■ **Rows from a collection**
◆ ◆ ◆ ◆ ◆
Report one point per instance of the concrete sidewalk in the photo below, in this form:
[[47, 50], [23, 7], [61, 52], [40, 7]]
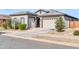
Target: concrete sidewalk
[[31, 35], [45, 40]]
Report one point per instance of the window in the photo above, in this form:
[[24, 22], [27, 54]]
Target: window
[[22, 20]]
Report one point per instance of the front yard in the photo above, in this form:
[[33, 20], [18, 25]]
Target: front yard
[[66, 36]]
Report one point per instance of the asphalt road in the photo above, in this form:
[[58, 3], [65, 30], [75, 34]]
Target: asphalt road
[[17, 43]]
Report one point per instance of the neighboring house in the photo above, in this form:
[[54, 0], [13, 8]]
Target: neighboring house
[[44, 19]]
◆ ◆ ◆ ◆ ◆
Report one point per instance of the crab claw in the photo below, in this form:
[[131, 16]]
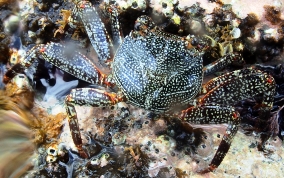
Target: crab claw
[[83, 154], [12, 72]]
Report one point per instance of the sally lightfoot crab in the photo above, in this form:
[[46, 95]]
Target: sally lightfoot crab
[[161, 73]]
◆ ◆ ◆ ◆ ◆
■ **Written task**
Please reproduce the rows word for word, starting at the line that has "Report one point per instance of the crab" and ending after the line that has "[[161, 73]]". Omit the pictures.

■ **Answer for this exercise**
Report one point per instance of the crab claw in the photo below, in this form:
[[131, 16]]
Target: crab claw
[[83, 154], [12, 72]]
Report one point per instance of the sally lightfoot crab in the photo above, in this form:
[[46, 95]]
Target: sally lightfoot crab
[[161, 73]]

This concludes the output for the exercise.